What you need to do: Among the entries below, find every line that has "window" and pull it out.

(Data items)

<<<<

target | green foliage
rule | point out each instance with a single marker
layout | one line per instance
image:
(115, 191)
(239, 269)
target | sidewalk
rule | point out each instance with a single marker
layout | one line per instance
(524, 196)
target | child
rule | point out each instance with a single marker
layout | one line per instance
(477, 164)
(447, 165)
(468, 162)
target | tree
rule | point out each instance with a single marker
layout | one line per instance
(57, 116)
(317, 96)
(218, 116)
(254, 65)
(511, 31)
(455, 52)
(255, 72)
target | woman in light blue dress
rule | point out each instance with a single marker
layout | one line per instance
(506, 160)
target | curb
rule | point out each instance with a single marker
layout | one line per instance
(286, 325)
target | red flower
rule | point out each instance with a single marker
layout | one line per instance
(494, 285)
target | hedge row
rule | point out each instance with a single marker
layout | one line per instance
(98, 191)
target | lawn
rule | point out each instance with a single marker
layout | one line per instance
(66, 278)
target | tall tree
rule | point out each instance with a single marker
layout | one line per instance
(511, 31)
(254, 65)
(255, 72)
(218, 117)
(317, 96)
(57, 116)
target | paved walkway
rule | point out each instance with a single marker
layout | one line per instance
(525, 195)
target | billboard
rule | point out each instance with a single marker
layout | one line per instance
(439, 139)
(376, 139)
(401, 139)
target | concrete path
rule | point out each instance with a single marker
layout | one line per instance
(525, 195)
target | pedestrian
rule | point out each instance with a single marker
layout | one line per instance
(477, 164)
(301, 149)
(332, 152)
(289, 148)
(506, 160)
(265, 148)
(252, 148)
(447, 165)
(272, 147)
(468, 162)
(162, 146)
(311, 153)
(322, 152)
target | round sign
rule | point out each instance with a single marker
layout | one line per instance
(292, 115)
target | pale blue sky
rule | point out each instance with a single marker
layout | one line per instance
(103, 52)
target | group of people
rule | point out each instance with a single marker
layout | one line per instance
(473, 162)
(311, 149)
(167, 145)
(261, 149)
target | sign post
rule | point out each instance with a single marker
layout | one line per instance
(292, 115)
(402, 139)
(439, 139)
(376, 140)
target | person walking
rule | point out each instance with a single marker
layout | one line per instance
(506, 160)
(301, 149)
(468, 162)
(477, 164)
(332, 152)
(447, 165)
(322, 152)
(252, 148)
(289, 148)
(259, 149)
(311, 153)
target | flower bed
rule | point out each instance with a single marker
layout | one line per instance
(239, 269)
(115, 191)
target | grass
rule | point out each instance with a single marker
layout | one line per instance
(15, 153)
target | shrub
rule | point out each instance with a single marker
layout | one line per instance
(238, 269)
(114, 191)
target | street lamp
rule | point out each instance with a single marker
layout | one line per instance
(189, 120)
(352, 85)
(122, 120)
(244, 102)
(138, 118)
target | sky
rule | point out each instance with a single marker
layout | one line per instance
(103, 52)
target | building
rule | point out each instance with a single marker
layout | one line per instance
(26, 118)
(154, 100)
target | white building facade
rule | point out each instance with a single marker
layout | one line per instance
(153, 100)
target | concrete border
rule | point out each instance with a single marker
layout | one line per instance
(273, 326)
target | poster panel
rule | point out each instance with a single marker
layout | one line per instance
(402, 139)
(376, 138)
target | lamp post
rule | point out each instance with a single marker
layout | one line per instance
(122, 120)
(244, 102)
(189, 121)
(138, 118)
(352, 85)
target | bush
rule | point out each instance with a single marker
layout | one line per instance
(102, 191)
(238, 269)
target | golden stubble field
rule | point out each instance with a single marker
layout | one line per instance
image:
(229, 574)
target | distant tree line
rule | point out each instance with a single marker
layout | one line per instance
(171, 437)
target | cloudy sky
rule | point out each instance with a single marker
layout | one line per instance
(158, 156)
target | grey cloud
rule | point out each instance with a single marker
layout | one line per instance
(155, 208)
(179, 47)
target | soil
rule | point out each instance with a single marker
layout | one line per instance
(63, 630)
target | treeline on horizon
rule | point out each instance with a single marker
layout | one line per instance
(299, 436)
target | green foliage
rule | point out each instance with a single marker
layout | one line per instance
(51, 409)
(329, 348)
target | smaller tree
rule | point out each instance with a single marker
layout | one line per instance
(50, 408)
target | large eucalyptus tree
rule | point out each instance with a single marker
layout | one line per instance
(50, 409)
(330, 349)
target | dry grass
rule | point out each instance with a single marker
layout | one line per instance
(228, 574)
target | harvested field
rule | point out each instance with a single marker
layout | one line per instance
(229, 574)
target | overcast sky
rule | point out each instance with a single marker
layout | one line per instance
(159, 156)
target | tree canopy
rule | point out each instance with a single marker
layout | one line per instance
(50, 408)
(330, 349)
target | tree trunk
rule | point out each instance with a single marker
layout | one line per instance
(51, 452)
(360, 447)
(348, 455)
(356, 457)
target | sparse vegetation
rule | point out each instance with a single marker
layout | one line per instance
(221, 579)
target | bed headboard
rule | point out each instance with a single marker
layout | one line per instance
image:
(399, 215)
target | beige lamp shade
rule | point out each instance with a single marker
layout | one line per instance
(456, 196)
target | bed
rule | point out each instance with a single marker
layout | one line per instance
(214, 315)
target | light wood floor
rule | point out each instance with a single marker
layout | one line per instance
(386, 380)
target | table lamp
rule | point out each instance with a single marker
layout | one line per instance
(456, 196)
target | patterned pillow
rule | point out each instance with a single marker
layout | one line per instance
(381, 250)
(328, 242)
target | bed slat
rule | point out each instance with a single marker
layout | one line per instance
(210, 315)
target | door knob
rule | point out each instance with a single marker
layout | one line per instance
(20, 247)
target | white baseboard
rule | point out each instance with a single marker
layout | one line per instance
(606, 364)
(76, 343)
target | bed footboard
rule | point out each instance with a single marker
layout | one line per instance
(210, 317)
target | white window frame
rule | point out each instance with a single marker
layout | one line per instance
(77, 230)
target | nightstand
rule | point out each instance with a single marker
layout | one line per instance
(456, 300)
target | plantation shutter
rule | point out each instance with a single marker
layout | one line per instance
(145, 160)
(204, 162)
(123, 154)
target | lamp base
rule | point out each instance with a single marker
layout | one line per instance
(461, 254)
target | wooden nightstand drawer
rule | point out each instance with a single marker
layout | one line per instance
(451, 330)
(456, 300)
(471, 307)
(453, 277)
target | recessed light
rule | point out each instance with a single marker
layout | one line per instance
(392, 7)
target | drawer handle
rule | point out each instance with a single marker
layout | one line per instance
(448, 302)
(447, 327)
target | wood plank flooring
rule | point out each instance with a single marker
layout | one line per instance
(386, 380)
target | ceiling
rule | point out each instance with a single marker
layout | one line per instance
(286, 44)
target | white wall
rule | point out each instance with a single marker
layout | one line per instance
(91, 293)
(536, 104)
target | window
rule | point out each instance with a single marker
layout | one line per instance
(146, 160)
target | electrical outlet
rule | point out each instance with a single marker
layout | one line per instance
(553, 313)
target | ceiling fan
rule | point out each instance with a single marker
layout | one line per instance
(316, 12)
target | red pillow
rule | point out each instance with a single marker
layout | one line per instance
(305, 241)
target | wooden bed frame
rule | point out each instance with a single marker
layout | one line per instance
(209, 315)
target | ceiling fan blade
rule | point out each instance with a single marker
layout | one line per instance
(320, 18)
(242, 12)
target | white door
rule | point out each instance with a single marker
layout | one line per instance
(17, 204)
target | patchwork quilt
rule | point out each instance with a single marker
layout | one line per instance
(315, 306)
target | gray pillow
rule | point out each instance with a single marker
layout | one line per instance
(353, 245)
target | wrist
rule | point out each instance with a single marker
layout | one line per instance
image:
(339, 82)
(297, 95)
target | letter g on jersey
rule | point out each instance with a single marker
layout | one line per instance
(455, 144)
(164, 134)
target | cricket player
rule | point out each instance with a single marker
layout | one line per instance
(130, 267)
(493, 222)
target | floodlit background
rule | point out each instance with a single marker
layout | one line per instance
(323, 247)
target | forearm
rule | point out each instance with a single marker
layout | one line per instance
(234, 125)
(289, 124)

>>>>

Solution to this exercise:
target | white window frame
target | window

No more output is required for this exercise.